> **Required action 1**
Translate this sentence from the passage about the writer's ex-boyfriend into Spanish: "I liked his Mom, but I always felt like she was the parent I had to impress more, because he thought so highly of her."
> **Required action 2**
Using the passage about the writer's ex-boyfriend, answer each of the following:
(a) How old is the ex-boyfriend?
(b) How long had he been sober before he and the writer got together?
(c) Who found him in his apartment after his last relapse?
> **Required action 3**
Carry on the passage about the writer's ex-boyfriend, starting after its final sentence.

My Ex still sleeps with his baby blanket, he is 34 years old. He also has a framed drawing of a mother holding their child on his wall in his bedroom, and I think his Mom told him when he was little, that it was of them. I think that was a sign or an attachment disorder, well using his baby blanket.

He is very close to his Mom, he says they are very much a like. She is always buying him gifts etc, which my Ex thinks its because he feels bad that he is "alone" in the sense that he is the only son that doesn't have kids etc. I know when my Ex Boyfriend was growing up, his Mom worked many jobs, so he was home alone a lot. Most importantly though, which I am sure caused most of his issues were, that her ex husband (his Dad) was physically abusive to his Mom when the kids were younger. My Ex is the youngest son, and he mentioned trying to get in between his Mom and his Dad when he was hurting his Mom. (I think, memory can be hazy) Also his Mom would go into my Ex's room when he was little to get away from his Dad. Basically, he was a child that was needed for emotional support for his Mom, as you say hindsight is 20/20 and I don't want to blame her for the way she reacted, because in a situation like that it's hard to know what you would do. I liked his Mom, but I always felt like she was the parent I had to impress more, because he thought so highly of her.

I think she liked me, but I do realize that she probably liked that I didn't drink or do drugs etc and I was just a really nice person. My Ex is a recovering alcoholic/drug addict, and I think she hoped that I could help him, or maybe that being with me would change him. However, he is still a recovering alcoholic that is still dealing with his issues, because he has symptoms of a "dry drunk." My Ex had been sober for 6 months before we got together (I know too soon), after being sober for 2 years, he had relapsed before.  When he relapsed the last time, he drank for days and took prescription pills and his Mom found him in his apartment and he had to be hospitalized and went to therapy and went back to AA.

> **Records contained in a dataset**
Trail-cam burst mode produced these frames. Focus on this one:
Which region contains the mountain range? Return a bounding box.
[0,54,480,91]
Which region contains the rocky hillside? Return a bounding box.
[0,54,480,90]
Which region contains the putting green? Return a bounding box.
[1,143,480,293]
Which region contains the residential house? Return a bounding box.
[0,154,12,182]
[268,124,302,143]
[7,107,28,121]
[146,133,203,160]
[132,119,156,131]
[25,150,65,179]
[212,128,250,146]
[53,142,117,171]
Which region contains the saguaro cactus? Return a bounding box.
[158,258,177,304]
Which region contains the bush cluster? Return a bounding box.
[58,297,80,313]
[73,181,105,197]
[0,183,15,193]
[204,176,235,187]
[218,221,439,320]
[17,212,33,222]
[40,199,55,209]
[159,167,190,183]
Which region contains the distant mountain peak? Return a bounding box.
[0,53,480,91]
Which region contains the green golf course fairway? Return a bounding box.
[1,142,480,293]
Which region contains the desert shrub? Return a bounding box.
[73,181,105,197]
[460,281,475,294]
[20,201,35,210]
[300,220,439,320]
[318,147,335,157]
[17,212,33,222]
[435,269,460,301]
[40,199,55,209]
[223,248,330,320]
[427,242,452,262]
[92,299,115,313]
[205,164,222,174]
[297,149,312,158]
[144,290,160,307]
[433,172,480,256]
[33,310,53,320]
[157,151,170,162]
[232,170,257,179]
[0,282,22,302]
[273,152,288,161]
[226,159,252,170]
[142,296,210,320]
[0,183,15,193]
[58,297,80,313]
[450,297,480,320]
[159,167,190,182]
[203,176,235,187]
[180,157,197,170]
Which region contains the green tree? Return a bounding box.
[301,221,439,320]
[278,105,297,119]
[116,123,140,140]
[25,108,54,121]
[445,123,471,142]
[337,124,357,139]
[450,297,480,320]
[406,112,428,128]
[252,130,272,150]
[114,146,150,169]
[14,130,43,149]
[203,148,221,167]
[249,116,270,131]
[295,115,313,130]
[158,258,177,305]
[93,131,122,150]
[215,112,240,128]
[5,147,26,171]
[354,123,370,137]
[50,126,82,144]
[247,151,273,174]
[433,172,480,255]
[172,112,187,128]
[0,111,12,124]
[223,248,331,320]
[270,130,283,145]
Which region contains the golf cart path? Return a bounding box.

...

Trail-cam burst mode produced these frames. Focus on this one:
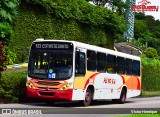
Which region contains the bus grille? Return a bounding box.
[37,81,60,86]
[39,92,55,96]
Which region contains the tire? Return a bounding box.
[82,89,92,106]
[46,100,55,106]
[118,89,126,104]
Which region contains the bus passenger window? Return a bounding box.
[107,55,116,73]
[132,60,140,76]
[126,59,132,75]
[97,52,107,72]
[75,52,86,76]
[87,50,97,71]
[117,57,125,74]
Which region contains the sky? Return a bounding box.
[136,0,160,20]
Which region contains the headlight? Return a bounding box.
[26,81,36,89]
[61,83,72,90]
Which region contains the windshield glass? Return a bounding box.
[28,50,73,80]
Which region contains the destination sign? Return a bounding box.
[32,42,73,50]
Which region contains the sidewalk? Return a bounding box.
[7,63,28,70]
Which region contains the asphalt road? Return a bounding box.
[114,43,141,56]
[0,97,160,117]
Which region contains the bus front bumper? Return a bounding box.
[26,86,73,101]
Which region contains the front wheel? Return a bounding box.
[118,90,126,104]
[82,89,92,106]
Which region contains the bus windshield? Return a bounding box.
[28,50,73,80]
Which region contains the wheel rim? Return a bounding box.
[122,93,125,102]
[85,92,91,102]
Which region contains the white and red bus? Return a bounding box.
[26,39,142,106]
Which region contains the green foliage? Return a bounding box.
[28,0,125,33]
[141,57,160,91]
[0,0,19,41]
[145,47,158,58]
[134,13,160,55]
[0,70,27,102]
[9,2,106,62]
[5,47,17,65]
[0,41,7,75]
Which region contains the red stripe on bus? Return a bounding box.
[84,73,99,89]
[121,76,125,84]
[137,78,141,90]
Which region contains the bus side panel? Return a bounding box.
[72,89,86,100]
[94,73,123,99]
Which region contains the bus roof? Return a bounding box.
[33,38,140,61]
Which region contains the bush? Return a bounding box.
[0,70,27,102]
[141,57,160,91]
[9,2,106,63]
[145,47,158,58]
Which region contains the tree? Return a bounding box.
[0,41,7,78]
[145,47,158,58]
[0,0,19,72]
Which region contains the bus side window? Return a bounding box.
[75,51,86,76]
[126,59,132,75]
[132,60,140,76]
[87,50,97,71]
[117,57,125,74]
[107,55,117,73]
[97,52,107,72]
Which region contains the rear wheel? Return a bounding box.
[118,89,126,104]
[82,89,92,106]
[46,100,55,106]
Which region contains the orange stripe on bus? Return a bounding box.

> **Answer box 1**
Me caía bien su mamá, pero siempre sentí que, de sus padres, era a ella a quien más tenía que impresionar, porque él la tenía en muy alta estima.

> **Answer box 2**
(a) He is 34 years old.
(b) He had been sober for 6 months.
(c) His mother found him.

> **Answer box 3**
When I met him, he seemed to be working on his issues, was back in AA but most importantly he was talking to a therapist. I was very supportive in his sobriety, I would be his biggest fan in his sobriety. I don't think I really knew what I was getting into, but I would of been willing to try if he had tried as well. I feel like he was trying for awhile and then he self sabotaged himself. I know that alcohol and drugs is never the only problem there are other emotions driving those behaviors! At the end of the relationship he let me in on other self harming behaviors. However, when I was with him I never saw any self harm, he seemed to use projecting his emotions outwardly on me! : (

Now his Dad, was an alcoholic, he pretty much stopped drinking at least mostly. My Ex didn't talk to his Dad for awhile, but when we met he had re-established a relationship with his Dad. We spent time with his Dad and went out to eat with him on a bunch of occasions. I liked his Dad, but I do have mixed feelings because of what kind of person he was when he was younger and how he treated his wife and his kids. My Ex would tell me "yeah he's a nice old man now, but man you should of seen him when he was younger!" I know my Ex really wants to feel like his Dad respects him, he said I want to know my Mom loves me but what I want from my Dad is respect.

All I know is my childhood wasn't perfect, but I grew up in a loving home that wasn't chaotic like my Ex. It's horrible that my Ex had to grow up in an abusive home and a place that he didn't feel safe! My ex wasn't comfortable with quiet and when things were comfortable he had to cause some kind of chaos because that was normal. I guess I got a glimpse of what his childhood was, all I had to do was try to love him and try to establish a serious relationship with him... .


By the way, I'm a premie, I was born 2 months early. I am also adopted, I have my own issues with abandonment, but no where the issues my Ex has!